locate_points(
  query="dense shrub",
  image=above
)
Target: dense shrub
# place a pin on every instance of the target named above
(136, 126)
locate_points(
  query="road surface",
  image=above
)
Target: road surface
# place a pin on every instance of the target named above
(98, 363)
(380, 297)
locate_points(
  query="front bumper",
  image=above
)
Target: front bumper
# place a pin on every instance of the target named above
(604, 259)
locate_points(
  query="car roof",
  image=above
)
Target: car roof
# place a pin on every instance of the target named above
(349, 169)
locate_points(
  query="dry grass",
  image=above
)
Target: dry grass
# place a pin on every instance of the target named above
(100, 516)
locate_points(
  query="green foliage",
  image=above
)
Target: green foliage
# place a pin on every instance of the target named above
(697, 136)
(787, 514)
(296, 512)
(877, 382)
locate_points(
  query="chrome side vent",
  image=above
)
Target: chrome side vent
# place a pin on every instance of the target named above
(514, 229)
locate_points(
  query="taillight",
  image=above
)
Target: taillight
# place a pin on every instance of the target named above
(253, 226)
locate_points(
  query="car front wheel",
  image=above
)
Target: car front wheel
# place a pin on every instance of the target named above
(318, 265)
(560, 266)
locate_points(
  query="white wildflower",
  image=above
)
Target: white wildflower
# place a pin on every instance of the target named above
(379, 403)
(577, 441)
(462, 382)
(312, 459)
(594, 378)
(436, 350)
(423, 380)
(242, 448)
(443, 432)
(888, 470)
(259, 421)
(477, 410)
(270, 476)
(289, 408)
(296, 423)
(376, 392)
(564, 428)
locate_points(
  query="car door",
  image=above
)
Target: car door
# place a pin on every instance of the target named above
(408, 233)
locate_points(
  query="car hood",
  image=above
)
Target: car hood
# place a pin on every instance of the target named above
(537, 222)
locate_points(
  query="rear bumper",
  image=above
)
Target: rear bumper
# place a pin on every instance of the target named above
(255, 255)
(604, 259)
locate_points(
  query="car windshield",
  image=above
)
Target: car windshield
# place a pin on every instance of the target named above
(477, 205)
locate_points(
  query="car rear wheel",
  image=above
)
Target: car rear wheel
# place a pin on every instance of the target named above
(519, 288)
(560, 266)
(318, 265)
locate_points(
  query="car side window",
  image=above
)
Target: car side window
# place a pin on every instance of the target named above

_ _ _ _ _ _ _

What to work on:
An exact copy of every entry is what's needed, so retype them all.

Solution for this exercise:
locate_points(
  query="dense shrub",
  image=above
)
Target: dense shrub
# place a pin on every instance of the target named above
(136, 126)
locate_points(
  query="road surface",
  image=above
)
Target: road surface
# place a pin on every instance of the target named above
(98, 363)
(380, 297)
locate_points(
  query="front bumper",
  image=above
)
Target: front bumper
# place a pin on every instance of the target named above
(604, 259)
locate_points(
  query="car roof",
  image=above
)
Target: car roof
# place a pin on every instance of the target named above
(349, 169)
locate_points(
  query="dry grass",
  image=above
)
Target: dry grass
# place a pin on every instance of the target named above
(100, 516)
locate_points(
  query="green foliage",
  image=above
)
Target: green foliage
# place a pin on every instance of the target named above
(697, 136)
(787, 514)
(296, 512)
(877, 382)
locate_points(
  query="chrome side vent",
  image=above
)
Target: chrome side vent
# place a pin on every instance of the target named above
(514, 229)
locate_points(
  query="taillight",
  image=above
)
Target: taillight
# place a pin on every instance of the target named above
(253, 226)
locate_points(
  query="car front wheel",
  image=above
)
Target: car front wheel
# place a pin on every instance of the target named above
(318, 265)
(560, 266)
locate_points(
  query="white wildflower",
  image=above
)
Target: white wildflower
# place a pin on every instance of the target named above
(379, 403)
(577, 441)
(462, 382)
(312, 459)
(594, 378)
(436, 350)
(423, 380)
(242, 448)
(443, 432)
(888, 470)
(259, 421)
(477, 410)
(270, 476)
(289, 408)
(296, 423)
(376, 392)
(564, 428)
locate_points(
  query="car door",
  image=above
)
Target: car door
# place a pin on every instance of the target named above
(408, 233)
locate_points(
  query="car hood",
  image=above
)
Target: car hood
# place a pin on every instance of the target named above
(537, 222)
locate_points(
  query="rear bumper",
  image=above
)
Target: rear bumper
# place a pin on every instance of the target named above
(255, 255)
(604, 259)
locate_points(
  query="car windshield",
  image=above
)
Target: car windshield
# place a pin on every instance of the target named above
(477, 205)
locate_points(
  query="car rear wheel",
  image=above
)
Target: car rear wheel
# place a pin on every instance of the target named above
(519, 288)
(560, 266)
(318, 265)
locate_points(
  query="car side window",
  image=above
)
Target: car side window
# place a pin on every instance of the target named above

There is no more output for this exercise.